**Исходный текст**.
================
Аналогично с литературой и живописью, театральное искусство также пережило свой Золотой век в русской истории. Этот период пришелся на девятнадцатый век и, как и положено Золотому веку, он кардинально изменил представление о театре, а также создал культурный взрыв, определивший будущее этого направления в искусстве. Алла Сигалова, хореограф, режиссер, заведующая кафедрой «Пластического воспитания актера» Школы-студии МХАТ, Заслуженный деятель искусств РФ (2014), Заслуженная артистка РФ (2001) в рамках курса «Университет 8 кленов» рассказывает, какие события создали Золотой век русского театра и как это сказалось на современном искусстве.

Алла Сигалова

Хореограф, режиссер, профессор, заведующая кафедрой «Пластического воспитания актера» Школы-студии МХАТ, заведующая кафедрой «Современной хореографии и сценического танца» ГИТИС, лауреат премии «Золотая маска» (2008), лауреат премии правительства РФ (2013), Заслуженный деятель искусств РФ (2014), Заслуженная артистка РФ (2001)

Главные деятели Золотого века театра

Есть две театральные институции, которые перевернули всю историю мирового театра и комплексно повлияли на культурные и социальные слои нашей жизни и жизни вообще. Это, в первую очередь, дягилевские «Русские сезоны», и это Московский Художественный театр, родившийся из совместных усилий Владимира Ивановича Немировича-Данченко и Константина Сергеевича Станиславского.
================
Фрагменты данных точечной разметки
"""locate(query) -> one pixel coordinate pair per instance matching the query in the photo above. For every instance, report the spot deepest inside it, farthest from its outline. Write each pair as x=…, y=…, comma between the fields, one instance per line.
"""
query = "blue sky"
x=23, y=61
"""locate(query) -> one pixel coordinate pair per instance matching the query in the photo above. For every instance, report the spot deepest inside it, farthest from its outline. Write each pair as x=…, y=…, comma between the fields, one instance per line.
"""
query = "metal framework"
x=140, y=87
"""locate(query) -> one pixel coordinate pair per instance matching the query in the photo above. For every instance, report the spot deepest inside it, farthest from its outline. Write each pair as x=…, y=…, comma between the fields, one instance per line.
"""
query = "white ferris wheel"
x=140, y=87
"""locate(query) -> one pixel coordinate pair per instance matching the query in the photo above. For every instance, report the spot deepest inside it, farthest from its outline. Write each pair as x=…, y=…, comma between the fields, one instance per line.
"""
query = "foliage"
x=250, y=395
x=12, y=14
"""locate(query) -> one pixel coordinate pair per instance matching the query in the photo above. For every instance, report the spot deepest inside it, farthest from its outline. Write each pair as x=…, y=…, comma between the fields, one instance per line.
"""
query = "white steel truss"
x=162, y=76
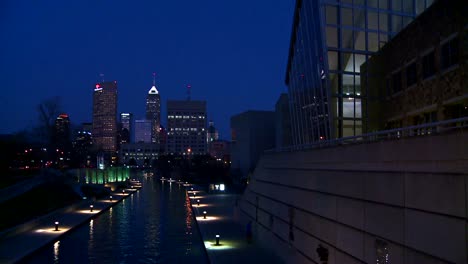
================
**Задание A**. По тексту о Золотом веке русского театра объясните в одном–трех предложениях, почему «Русские сезоны» и Московский Художественный театр названы главными театральными институциями.
**Задание B**. Переименуйте «Московский Художественный театр» в «Московский Художественный академический театр» и приведите фрагмент текста о Золотом веке русского театра от слов «Главные деятели Золотого» до слов «и Константина Сергеевича Станиславского.» включительно.

**Полный ответ A**. Эти две институции перевернули всю историю мирового театра. Кроме того, они комплексно повлияли на культурные и социальные слои нашей жизни и жизни вообще.

**Полный ответ B**.
Главные деятели Золотого века театра

Есть две театральные институции, которые перевернули всю историю мирового театра и комплексно повлияли на культурные и социальные слои нашей жизни и жизни вообще. Это, в первую очередь, дягилевские «Русские сезоны», и это Московский Художественный академический театр, родившийся из совместных усилий Владимира Ивановича Немировича-Данченко и Константина Сергеевича Станиславского.